Text.
◆ ◆ ◆ ◆

# Chapter 3 - Exercises

> Author : Badr TAJINI - Large Language model (LLMs) - ESIEE 2024-2025

---

# Exercise 3.1

Observe that the `nn.Linear` layer in `SelfAttention_v2` employs a distinct weight initialization strategy compared to the `nn.Parameter(torch.rand(d_in, d_out))` method utilized in `SelfAttention_v1`, resulting in divergent computational outputs. To validate the fundamental structural similarities between the two implementations, we propose a weight transfer methodology that will demonstrate the potential for convergence between `SelfAttention_v1` and `SelfAttention_v2`.

**Key Exercise Question: Can you transfer the weights from `SelfAttention_v2` to `SelfAttention_v1` such that both implementations produce identical output tensors?**

*Specific Challenges:*
- Recognize that `nn.Linear` stores its weight matrix in a transposed configuration
- Carefully map and transfer weights between the two self-attention implementations
- Verify that the transferred weights result in mathematically equivalent computational results

The primary objective is to systematically transfer weight matrices from an instantiated `SelfAttention_v2` object to a `SelfAttention_v1` instance, requiring a nuanced understanding of the underlying weight matrix representation.

◆ ◆ ◆ ◆

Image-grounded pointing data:
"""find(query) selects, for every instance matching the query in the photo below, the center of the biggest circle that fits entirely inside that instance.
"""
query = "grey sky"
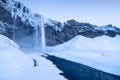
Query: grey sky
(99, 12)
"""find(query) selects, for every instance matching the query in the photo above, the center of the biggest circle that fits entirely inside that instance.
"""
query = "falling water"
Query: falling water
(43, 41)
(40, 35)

◆ ◆ ◆ ◆

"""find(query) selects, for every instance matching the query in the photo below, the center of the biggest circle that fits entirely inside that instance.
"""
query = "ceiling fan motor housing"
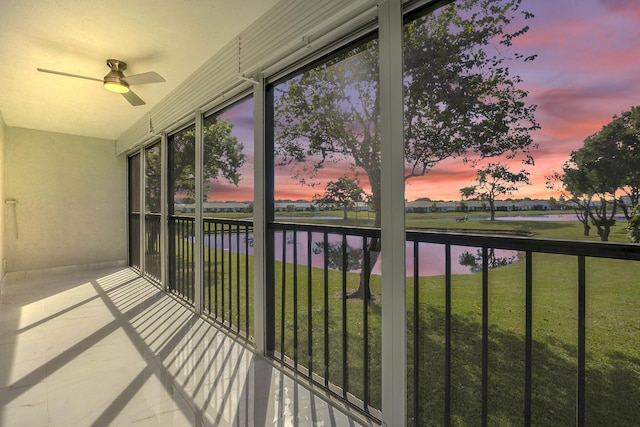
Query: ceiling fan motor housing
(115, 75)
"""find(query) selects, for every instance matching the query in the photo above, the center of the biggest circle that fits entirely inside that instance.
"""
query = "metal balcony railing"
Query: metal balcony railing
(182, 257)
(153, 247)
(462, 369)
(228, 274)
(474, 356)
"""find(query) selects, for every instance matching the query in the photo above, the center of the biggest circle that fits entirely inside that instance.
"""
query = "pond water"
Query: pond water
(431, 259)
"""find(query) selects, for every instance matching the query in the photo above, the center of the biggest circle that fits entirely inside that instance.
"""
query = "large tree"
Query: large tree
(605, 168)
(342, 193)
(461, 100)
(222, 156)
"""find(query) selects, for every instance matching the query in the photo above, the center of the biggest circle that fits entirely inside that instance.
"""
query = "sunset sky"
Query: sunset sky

◆ ◆ ◆ ◆

Exercise details.
Answer these questions about the exercise text that appears before the listing:
(a) Who is named as the author in the header?
(b) What initialization method does `SelfAttention_v1` use?
(c) How does `nn.Linear` store its weight matrix?

Solution to the exercise.
(a) Badr TAJINI
(b) `nn.Parameter(torch.rand(d_in, d_out))`
(c) In a transposed configuration